Copia de nuevo la parte del texto sobre la reforma de los delitos sexuales que abre con las palabras que contienen "Pero, además, ha" y cierra con "el trámite parlamentario.". Sustituye "desgaste mediático" por "coste político".

* [Documento]
═══

El AP introdujo una regla penitenciaria que comprometía la dignidad de las personas condenadas y agravaba las condiciones de la ejecución. En concreto, el redactado del art. 74 bis de la LOGP en la práctica condicionaba la concesión de permisos de salida al sometimiento a tratamientos farmacológicos inhibidores del deseo sexual. Afortunadamente, el PLO ha prescindido de esta propuesta, pese a lo cual sigue manteniendo el régimen penitenciario especial para los delincuentes sexuales. El mantenimiento de este régimen especial constituye, en todo caso, un extraño compañero de viaje para el modelo de género explicativo de la violencia estructural contra las mujeres, ya que es fruto de la expansión del paradigma patológico-individual, que caracteriza a los delincuentes como criminales de tendencia, como enemigos sociales irrecuperables, en sintonía con una jurisprudencia creciente que empieza a hablar, sin rubor alguno, en los casos de delincuencia sexual, de «maldad intrínseca» [11].
Por otra parte, es innegable que la introducción de un tipo atenuado puede aliviar la presión punitiva, pero la redacción es poco taxativa, lo que puede ser fuente de inseguridad jurídica. La «escasa entidad» puede captarse en el ámbito de los delitos contra la salud pública tomando como parámetros la cantidad de droga y el riesgo de difusión y lesión del bien jurídico, pero presenta más problemas bajo la fórmula de la «menor entidad» en un ámbito como el sexual, más abierto a los juicios morales y a los juicios de valor. Sería conveniente que se aclarase el referente de la menor entidad aludiendo al grado de lesión del bien jurídico, para evitar interpretaciones moralizantes que orbitaran sobre el tipo de acto sexual o el ánimo o propósito empírico del sujeto.
Pero, además, ha de tenerse en cuenta que, de prosperar la reforma proyectada, la reducción de los límites máximos de algunas de las penas habría de provocar la revisión de las condenas en las que se hubieran impuesto las penas máximas conforme a la regulación vigente. Así las cosas, teniendo en consideración los precedentes legislativos, es poco probable que un legislador, preocupado principalmente por el efecto comunicativo o simbólico de la norma, se exponga al desgaste mediático que supondría la excarcelación anticipada de personas condenas por delitos sexuales, fruto de la revisión de las condenas, por lo que, con toda seguridad, los límites máximos de las penas se incrementarán durante el trámite parlamentario.

═══

* [Información proporcionada]
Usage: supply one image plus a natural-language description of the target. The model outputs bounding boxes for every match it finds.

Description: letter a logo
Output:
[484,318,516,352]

═══

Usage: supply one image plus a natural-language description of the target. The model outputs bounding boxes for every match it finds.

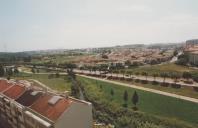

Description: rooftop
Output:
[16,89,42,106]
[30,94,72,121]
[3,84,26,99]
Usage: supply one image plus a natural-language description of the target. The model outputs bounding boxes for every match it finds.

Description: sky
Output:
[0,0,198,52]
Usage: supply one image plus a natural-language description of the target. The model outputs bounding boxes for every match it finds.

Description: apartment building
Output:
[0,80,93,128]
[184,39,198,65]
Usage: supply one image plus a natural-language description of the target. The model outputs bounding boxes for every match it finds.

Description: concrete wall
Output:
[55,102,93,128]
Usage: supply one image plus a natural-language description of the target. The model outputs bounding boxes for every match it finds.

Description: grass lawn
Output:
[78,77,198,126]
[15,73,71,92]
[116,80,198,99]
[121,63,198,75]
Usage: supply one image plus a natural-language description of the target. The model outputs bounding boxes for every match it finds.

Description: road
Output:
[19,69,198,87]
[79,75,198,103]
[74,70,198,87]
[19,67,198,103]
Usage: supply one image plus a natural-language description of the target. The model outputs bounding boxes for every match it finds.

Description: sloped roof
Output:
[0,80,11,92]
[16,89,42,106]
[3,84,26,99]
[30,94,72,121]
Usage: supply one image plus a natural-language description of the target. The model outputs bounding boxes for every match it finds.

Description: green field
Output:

═══

* [Respuesta]
Pero, además, ha de tenerse en cuenta que, de prosperar la reforma proyectada, la reducción de los límites máximos de algunas de las penas habría de provocar la revisión de las condenas en las que se hubieran impuesto las penas máximas conforme a la regulación vigente. Así las cosas, teniendo en consideración los precedentes legislativos, es poco probable que un legislador, preocupado principalmente por el efecto comunicativo o simbólico de la norma, se exponga al coste político que supondría la excarcelación anticipada de personas condenas por delitos sexuales, fruto de la revisión de las condenas, por lo que, con toda seguridad, los límites máximos de las penas se incrementarán durante el trámite parlamentario.